Data for object detection
==================================================

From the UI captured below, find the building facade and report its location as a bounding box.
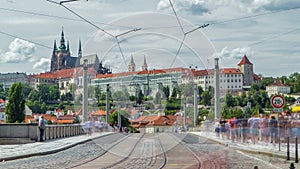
[266,79,291,96]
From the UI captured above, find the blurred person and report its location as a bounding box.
[269,116,278,146]
[248,115,260,144]
[219,116,227,139]
[39,115,47,142]
[260,115,270,144]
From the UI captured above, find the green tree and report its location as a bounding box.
[200,91,212,106]
[162,86,170,99]
[38,84,50,102]
[49,85,60,101]
[21,83,33,99]
[260,77,274,90]
[5,83,25,123]
[225,93,235,107]
[0,84,7,100]
[136,90,144,104]
[109,111,130,127]
[180,82,194,97]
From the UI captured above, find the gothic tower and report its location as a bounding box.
[50,40,57,72]
[128,55,135,72]
[50,30,71,72]
[75,40,82,67]
[142,55,148,71]
[238,54,254,86]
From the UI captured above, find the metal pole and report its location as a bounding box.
[82,59,88,122]
[194,83,198,126]
[277,112,280,151]
[183,98,186,129]
[286,137,290,160]
[214,58,220,119]
[295,137,299,163]
[118,103,122,130]
[106,84,109,125]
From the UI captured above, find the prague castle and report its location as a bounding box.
[50,30,111,74]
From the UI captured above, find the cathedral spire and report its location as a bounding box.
[142,55,148,70]
[78,40,82,58]
[53,40,57,53]
[128,55,135,72]
[59,28,66,51]
[67,41,70,52]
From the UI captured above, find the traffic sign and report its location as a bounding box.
[271,95,284,109]
[273,108,283,113]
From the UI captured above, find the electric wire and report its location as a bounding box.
[46,0,141,66]
[0,31,52,49]
[169,0,209,67]
[0,0,300,55]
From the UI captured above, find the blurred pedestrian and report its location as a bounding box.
[39,115,46,142]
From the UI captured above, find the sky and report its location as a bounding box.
[0,0,300,77]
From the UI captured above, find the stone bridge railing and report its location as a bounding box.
[45,124,84,140]
[0,123,84,144]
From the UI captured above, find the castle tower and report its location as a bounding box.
[142,55,148,71]
[50,29,70,72]
[75,40,82,67]
[128,55,135,72]
[238,54,254,86]
[50,40,57,72]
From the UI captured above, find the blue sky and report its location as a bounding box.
[0,0,300,77]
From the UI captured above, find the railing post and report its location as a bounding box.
[286,137,290,160]
[295,136,299,163]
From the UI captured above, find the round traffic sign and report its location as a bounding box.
[271,95,284,108]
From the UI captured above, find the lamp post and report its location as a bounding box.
[106,84,109,125]
[82,59,88,122]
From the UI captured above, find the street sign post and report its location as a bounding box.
[271,95,284,151]
[271,95,284,109]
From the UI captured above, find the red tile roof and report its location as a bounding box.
[268,79,289,86]
[33,67,97,79]
[90,110,106,116]
[35,72,56,79]
[238,55,253,66]
[130,115,177,128]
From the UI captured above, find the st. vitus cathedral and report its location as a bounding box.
[50,30,112,74]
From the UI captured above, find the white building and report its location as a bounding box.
[266,79,291,96]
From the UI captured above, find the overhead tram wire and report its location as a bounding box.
[169,0,209,67]
[46,0,141,66]
[0,31,53,49]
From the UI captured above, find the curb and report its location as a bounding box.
[192,133,295,160]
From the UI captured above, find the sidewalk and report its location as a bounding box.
[190,131,300,169]
[0,132,113,162]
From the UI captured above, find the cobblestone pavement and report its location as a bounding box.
[0,134,300,169]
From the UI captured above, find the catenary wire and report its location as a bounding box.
[0,31,52,49]
[46,0,141,66]
[0,2,300,53]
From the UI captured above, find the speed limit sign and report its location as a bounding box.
[271,95,284,109]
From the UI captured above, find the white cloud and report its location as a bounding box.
[33,58,51,71]
[0,38,36,63]
[157,0,208,15]
[157,0,300,15]
[252,0,300,11]
[215,47,253,59]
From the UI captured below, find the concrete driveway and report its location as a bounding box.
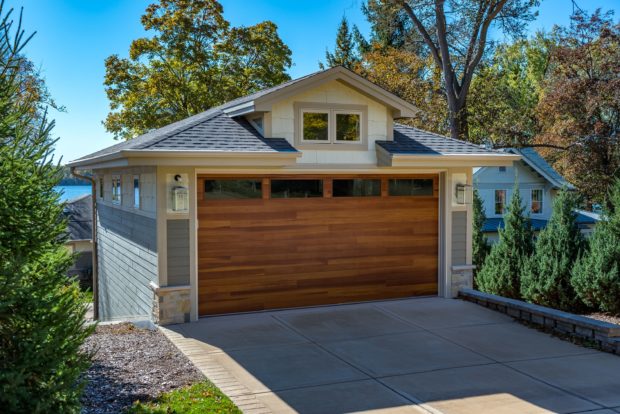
[162,298,620,414]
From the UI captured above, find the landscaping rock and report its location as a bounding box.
[82,323,204,414]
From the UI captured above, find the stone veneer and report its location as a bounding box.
[151,284,190,326]
[451,265,475,298]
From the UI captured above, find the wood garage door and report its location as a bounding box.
[197,175,438,315]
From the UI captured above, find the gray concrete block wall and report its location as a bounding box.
[166,219,189,286]
[452,211,467,266]
[97,204,158,320]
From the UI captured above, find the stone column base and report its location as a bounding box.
[151,283,190,326]
[450,265,476,298]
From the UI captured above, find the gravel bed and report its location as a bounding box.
[584,312,620,325]
[82,323,204,414]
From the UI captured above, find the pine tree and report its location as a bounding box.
[472,188,491,276]
[0,5,92,413]
[319,16,360,69]
[571,180,620,314]
[476,184,533,299]
[521,189,584,311]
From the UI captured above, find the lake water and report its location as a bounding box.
[54,185,91,201]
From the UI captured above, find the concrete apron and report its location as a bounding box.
[160,298,620,414]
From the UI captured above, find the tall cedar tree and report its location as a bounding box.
[476,184,534,299]
[388,0,540,139]
[572,179,620,315]
[319,16,360,69]
[0,6,91,413]
[104,0,291,139]
[472,189,491,273]
[521,190,584,312]
[536,10,620,207]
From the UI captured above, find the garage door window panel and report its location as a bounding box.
[388,178,433,197]
[332,179,381,197]
[204,180,263,200]
[271,180,323,198]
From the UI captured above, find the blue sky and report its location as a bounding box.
[5,0,620,162]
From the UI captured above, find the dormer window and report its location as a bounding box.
[295,103,368,149]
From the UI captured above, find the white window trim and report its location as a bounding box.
[131,174,142,210]
[111,174,123,205]
[530,188,545,216]
[299,108,334,145]
[493,188,508,217]
[293,102,368,151]
[331,109,364,145]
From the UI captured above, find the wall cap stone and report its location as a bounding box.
[459,289,620,338]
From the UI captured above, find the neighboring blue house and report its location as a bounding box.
[474,148,600,243]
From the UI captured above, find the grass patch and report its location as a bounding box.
[125,380,241,414]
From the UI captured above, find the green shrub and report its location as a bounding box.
[0,4,90,413]
[125,381,241,414]
[472,188,491,274]
[476,184,533,299]
[571,180,620,314]
[521,190,584,311]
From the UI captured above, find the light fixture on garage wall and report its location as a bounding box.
[454,183,474,205]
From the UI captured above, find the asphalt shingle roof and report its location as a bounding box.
[377,123,498,155]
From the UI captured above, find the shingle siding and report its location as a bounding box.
[166,219,189,286]
[97,204,158,320]
[452,211,467,266]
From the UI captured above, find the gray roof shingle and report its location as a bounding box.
[376,123,499,155]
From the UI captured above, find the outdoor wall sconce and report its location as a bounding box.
[455,183,474,205]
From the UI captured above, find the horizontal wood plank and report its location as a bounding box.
[197,175,439,315]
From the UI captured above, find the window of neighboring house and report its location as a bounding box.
[530,188,543,214]
[301,110,329,142]
[112,175,122,204]
[271,180,323,198]
[204,180,263,200]
[332,179,381,197]
[495,190,506,214]
[133,175,140,209]
[336,111,362,142]
[388,178,433,196]
[99,177,104,199]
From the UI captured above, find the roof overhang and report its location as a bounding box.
[67,150,301,169]
[377,147,521,168]
[222,66,419,118]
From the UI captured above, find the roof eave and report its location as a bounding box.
[386,151,521,167]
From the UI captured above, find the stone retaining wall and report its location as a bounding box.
[459,289,620,355]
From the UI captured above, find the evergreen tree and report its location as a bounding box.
[521,189,584,311]
[571,180,620,314]
[0,4,92,413]
[472,188,490,272]
[476,184,533,299]
[319,16,360,69]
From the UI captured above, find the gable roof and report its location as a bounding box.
[63,194,93,241]
[507,147,575,190]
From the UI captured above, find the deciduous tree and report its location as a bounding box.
[104,0,291,139]
[319,16,360,69]
[536,10,620,207]
[386,0,539,139]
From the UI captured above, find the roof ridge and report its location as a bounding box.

==================================================

_THE EXERCISE_:
Reproduce every item above verbatim, leaving out the pictures.

_EXPECTED ANSWER_:
From the UI captured below, find the building facade and report its location as a bounding box.
[266,79,291,96]
From the UI captured above, find the blurred person and report its location as a bounding box.
[269,116,278,146]
[248,115,260,144]
[219,116,227,139]
[39,115,47,142]
[260,115,270,144]
From the UI captured above, find the green tree and report its location as a bounding box.
[200,91,212,106]
[162,86,170,99]
[38,84,50,102]
[49,85,60,101]
[21,83,33,99]
[260,77,274,90]
[5,83,25,123]
[225,93,235,107]
[0,84,7,100]
[136,90,144,104]
[109,111,130,127]
[180,82,194,97]
From the UI captured above, find the gothic tower and report its location as a bounding box.
[50,40,57,72]
[128,55,135,72]
[50,30,71,72]
[75,40,82,67]
[142,55,148,71]
[238,54,254,86]
From the UI captured above, find the metal pole and report its location as a bounding box.
[82,59,88,122]
[194,83,198,126]
[277,112,280,151]
[183,98,186,129]
[286,137,290,160]
[214,58,220,119]
[295,137,299,163]
[118,103,122,130]
[106,84,109,125]
From the UI captured above, find the prague castle and report its location as a bounding box.
[50,30,111,74]
From the UI captured above, find the cathedral spire and report its location as a bounding box.
[142,55,148,70]
[78,40,82,58]
[53,40,57,53]
[128,55,135,72]
[59,28,66,51]
[67,41,70,52]
From the UI captured above, find the traffic sign and report its location as a bounding box.
[271,95,284,109]
[273,108,283,113]
From the UI captured above, find the electric wire and report its location as a bounding box.
[46,0,141,66]
[0,31,52,49]
[169,0,209,67]
[0,0,300,55]
From the UI captured above, find the blurred pedestrian and report its location as a bounding box.
[39,115,46,142]
From the UI captured above, find the sky and report its location as a bounding box.
[0,0,300,77]
From the UI captured above, find the stone bridge railing and report its location as a bounding box.
[45,124,84,140]
[0,123,84,144]
From the UI captured above, find the castle tower and report its location as a bounding box.
[142,55,148,71]
[50,29,70,72]
[75,40,82,67]
[128,55,135,72]
[238,54,254,86]
[50,40,57,72]
From the UI captured above, find the blue sky and report its location as a bounding box.
[0,0,300,77]
From the UI captured above, find the railing post and report its location as a bounding box.
[286,137,290,160]
[295,136,299,163]
From the UI captured above, find the round traffic sign and report its location as a bounding box.
[271,95,284,108]
From the UI captured above, find the lamp post and report its location as a bounding box.
[106,84,109,125]
[82,59,88,122]
From the UI captured above, find the street sign post and report its location as a bounding box.
[271,95,284,151]
[271,95,284,109]
From the UI captured above, find the red tile roof and report its location as a bounding box.
[268,79,289,86]
[33,67,97,79]
[90,110,106,116]
[35,72,56,79]
[238,55,253,66]
[130,115,177,128]
From the UI captured above, find the st. vitus cathedral and report its location as a bounding box.
[50,30,112,74]
From the UI captured above, find the white building and report its location as a bounding box.
[266,79,291,96]
From the UI captured above, find the overhead tram wire and report its location as a bounding box.
[169,0,209,67]
[46,0,141,66]
[0,31,53,49]
From the UI captured above, find the curb and report its location as a bounding box.
[192,133,295,160]
From the UI captured above, find the sidewalk and report its location as a bounding box.
[190,131,300,169]
[0,132,113,162]
From the UI captured above, find the cobblestone pavement and report its location as a bounding box.
[0,134,300,169]
From the UI captured above, find the catenary wire and report its location as a bounding box.
[0,31,52,49]
[46,0,141,66]
[0,2,300,53]
From the UI captured above, find the speed limit sign and report its location as a bounding box.
[271,95,284,109]
From the UI captured above, find the white cloud and report its location as a bounding box.
[33,58,51,71]
[0,38,36,63]
[157,0,208,15]
[157,0,300,15]
[252,0,300,11]
[215,47,253,59]
From the UI captured below, find the concrete driveway and report its location as a bounding box.
[162,298,620,414]
From the UI captured above, find the landscaping rock and report its location as a bounding box.
[82,323,204,414]
From the UI captured above, find the stone veneer and report its location as a bounding box.
[151,284,190,326]
[451,265,475,298]
From the UI captured above, find the wood garage door and report its location as a bounding box.
[197,175,438,315]
From the UI captured above, find the gray concrete block wall and report its location as a bounding box.
[166,219,189,286]
[452,211,467,266]
[97,204,158,320]
From the UI captured above, find the stone column base and report its location as a bounding box.
[151,283,190,326]
[450,265,476,298]
From the UI captured above, find the gravel bed and report its location as a bounding box.
[584,312,620,325]
[82,323,204,414]
From the UI captured above, find the pine tree and report its location as a bounding box.
[472,188,491,276]
[0,5,92,413]
[319,16,360,69]
[571,180,620,314]
[476,184,533,299]
[521,189,584,311]
From the UI captured above, find the lake water and report its location as a bounding box.
[54,185,91,201]
From the UI captured above, find the concrete apron and report its location as a bounding box.
[160,298,620,414]
From the UI captured above, find the tall cedar tree and report its location as a bounding box.
[476,184,534,299]
[388,0,540,139]
[572,179,620,315]
[319,16,360,69]
[0,6,91,413]
[104,0,291,139]
[472,189,491,273]
[521,190,584,312]
[536,10,620,207]
From the UI captured above, find the garage door window panel and report its location as a bounding box.
[388,178,433,197]
[332,179,381,197]
[204,180,263,200]
[271,180,323,198]
From the UI captured above, find the blue sky and report its location as a bounding box.
[5,0,620,162]
From the UI captured above, find the dormer window and report its location as a bounding box.
[295,103,368,149]
From the UI captured above, find the white window trim and report its location as a bounding box.
[131,174,142,210]
[111,174,123,205]
[530,188,545,216]
[299,108,334,145]
[493,188,508,217]
[293,102,368,151]
[331,109,364,145]
From the UI captured above, find the wall cap stone and report its location as a bounding box.
[459,289,620,338]
From the UI captured above, find the neighboring blue house and report its location as a bounding box.
[474,148,600,243]
From the UI captured above, find the grass patch and report its location as a bounding box.
[125,380,241,414]
From the UI captured above, find the green shrub and report its location as a bounding box.
[0,4,90,413]
[125,381,241,414]
[472,188,491,274]
[476,184,533,299]
[571,180,620,314]
[521,190,584,311]
From the UI captured above, find the light fixture on garage wall and report its location as a bounding box.
[454,183,474,205]
From the UI captured above, find the asphalt shingle roof and report its location as a bounding box.
[377,123,498,155]
From the UI captured above, find the shingle siding and report its location as a bounding box.
[166,219,189,286]
[97,204,158,320]
[452,211,467,266]
From the UI captured above, find the gray roof shingle and report its location as a bounding box.
[376,123,499,155]
From the UI captured above, find the outdoor wall sconce and report its location as a bounding box.
[455,183,474,205]
From the UI captured above, find the horizontal wood plank and report its location as a bounding box.
[197,175,439,315]
From the UI captured above, find the window of neighboring house and report its location as a bounding box.
[530,188,543,214]
[301,110,329,142]
[112,175,122,204]
[271,180,323,198]
[204,180,263,200]
[332,179,381,197]
[495,190,506,214]
[133,175,140,209]
[336,111,362,142]
[388,178,433,196]
[99,177,104,199]
From the UI captured above, find the roof overhang and report its location as a bounding box.
[67,150,301,169]
[377,147,521,168]
[222,66,419,118]
From the UI captured above, find the roof eave and report its location as a bounding box.
[386,151,521,167]
From the UI captured above, find the stone retaining wall and report its location as a bounding box.
[459,289,620,355]
From the UI captured above, find the evergreen tree and report its location as a bounding box.
[521,189,584,311]
[571,180,620,314]
[0,4,92,413]
[472,188,490,272]
[476,184,533,299]
[319,16,360,69]
From the UI captured above, find the gable roof and report its location as a bounding box.
[63,194,93,241]
[507,147,575,190]
From the UI captured above, find the deciduous tree and report its location as a bounding box.
[104,0,291,139]
[319,16,360,69]
[536,10,620,207]
[386,0,539,139]
From the UI captured above, find the roof ridge and report its location as a bounding box.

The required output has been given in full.